*Work task*. Write out the part of the film review starting at "The chances of" and ending at "de-cluttered attic bedroom.", word for word.

*Supplied passage*.
On the night of the discovery of a duplicate planet, promising student Rhoda (Brit Marling) kills a pregnant mother and son while drunk behind the wheel. Only the husband, music professor John Burroughs (William Mapother), survives... but is in a coma. Can the fresh Earth offer Rhoda the chance of salvation or just pile on the misery? Newcomer Marling, who wrote the artful script with director Mike Cahill, has crafted an intriguing sci-fi mind-bender which sails just the right side of preposterous.
The chances of redemption look pretty slim for student Rhoda (Marling) after she drunkenly rams a car after a night out, killing a pregnant mother, her young son and putting the father into a coma.
Thrown into the slammer for four years, she emerges as a forlorn 21-year-old, takes a mentally void job as a school cleaner while seeking sanctuary in her de-cluttered attic bedroom.

*Source records*.
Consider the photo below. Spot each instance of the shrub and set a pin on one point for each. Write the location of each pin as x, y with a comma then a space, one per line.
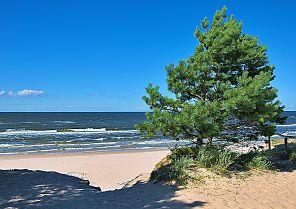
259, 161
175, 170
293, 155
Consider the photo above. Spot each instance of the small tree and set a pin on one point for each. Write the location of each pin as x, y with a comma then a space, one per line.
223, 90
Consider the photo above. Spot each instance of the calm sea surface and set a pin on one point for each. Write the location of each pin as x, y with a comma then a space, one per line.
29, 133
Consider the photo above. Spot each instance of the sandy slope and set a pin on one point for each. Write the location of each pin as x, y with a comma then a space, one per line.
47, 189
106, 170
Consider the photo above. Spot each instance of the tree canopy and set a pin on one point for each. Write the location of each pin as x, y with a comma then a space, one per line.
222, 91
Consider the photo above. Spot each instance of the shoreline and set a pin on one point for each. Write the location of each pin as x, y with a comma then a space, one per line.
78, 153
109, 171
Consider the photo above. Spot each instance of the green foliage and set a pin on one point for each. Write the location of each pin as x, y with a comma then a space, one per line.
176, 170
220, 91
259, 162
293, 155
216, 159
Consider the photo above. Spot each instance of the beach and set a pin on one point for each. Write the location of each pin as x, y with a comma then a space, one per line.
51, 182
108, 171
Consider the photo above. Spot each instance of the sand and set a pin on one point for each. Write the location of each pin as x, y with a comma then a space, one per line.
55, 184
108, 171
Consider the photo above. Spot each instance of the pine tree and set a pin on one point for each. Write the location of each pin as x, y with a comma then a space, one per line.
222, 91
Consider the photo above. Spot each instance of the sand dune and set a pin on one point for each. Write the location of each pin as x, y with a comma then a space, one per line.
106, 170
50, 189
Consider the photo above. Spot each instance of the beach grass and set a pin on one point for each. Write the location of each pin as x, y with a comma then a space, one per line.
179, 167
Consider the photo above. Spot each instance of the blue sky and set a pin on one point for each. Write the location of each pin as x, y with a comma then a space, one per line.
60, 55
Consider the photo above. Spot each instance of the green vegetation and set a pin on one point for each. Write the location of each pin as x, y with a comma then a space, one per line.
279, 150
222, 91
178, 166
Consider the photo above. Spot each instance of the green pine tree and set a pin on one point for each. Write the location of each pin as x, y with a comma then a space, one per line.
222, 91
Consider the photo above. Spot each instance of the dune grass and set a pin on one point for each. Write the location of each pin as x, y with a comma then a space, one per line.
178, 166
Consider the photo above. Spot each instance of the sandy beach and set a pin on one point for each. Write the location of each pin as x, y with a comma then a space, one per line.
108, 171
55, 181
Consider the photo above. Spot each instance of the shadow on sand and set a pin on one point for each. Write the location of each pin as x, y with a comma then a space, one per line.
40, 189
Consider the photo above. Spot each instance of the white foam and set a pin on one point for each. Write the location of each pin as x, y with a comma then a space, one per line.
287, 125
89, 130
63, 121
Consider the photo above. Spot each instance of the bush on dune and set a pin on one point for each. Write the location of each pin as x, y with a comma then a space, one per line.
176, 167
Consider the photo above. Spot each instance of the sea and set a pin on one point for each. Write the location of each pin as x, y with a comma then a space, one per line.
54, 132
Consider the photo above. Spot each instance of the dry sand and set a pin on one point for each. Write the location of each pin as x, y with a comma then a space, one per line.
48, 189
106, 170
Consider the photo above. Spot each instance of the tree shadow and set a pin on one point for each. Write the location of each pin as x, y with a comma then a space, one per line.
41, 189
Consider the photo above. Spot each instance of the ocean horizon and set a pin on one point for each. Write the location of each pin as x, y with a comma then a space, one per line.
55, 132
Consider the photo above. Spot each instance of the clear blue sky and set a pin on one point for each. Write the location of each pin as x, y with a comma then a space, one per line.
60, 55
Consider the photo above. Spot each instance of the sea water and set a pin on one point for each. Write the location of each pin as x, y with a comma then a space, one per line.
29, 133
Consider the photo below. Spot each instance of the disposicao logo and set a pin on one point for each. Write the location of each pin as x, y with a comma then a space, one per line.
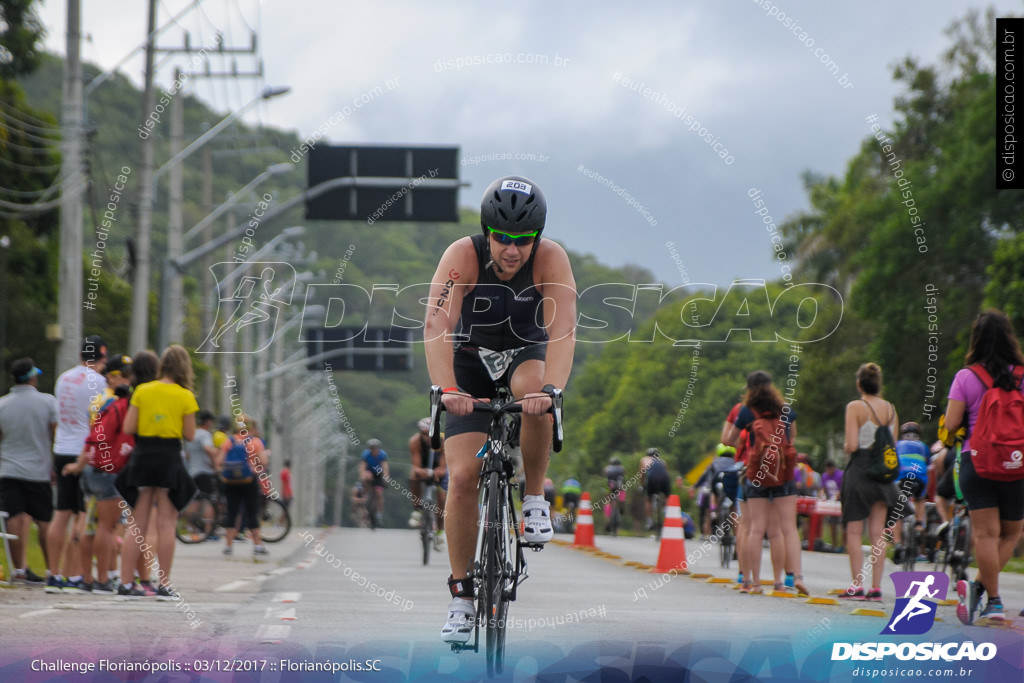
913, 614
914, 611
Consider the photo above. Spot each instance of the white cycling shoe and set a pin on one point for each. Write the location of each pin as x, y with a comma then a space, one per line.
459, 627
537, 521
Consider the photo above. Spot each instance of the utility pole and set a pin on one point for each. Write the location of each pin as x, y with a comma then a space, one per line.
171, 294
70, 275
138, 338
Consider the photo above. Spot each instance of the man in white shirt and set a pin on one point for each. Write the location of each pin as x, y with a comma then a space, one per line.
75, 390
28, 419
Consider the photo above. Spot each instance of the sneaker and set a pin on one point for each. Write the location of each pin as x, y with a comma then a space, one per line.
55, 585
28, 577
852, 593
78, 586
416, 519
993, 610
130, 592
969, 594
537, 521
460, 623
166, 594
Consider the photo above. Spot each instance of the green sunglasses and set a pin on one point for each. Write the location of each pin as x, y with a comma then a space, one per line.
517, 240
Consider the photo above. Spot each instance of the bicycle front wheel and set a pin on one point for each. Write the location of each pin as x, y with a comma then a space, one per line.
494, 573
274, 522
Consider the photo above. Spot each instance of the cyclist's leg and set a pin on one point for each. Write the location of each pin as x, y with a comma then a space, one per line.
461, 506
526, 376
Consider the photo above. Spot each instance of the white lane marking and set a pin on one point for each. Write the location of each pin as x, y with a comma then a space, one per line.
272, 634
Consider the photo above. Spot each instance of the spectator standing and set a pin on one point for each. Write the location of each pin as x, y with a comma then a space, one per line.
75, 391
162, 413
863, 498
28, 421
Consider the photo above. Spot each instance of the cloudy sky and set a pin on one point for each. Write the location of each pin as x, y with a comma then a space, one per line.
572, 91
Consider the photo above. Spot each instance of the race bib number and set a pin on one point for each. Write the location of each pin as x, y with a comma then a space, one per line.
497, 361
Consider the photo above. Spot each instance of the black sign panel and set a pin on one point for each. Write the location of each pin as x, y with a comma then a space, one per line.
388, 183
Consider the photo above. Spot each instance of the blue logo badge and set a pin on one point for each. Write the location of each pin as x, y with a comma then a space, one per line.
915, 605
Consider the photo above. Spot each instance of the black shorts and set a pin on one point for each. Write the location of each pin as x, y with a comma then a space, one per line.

*Written response*.
The chances of redemption look pretty slim for student Rhoda (Marling) after she drunkenly rams a car after a night out, killing a pregnant mother, her young son and putting the father into a coma.
Thrown into the slammer for four years, she emerges as a forlorn 21-year-old, takes a mentally void job as a school cleaner while seeking sanctuary in her de-cluttered attic bedroom.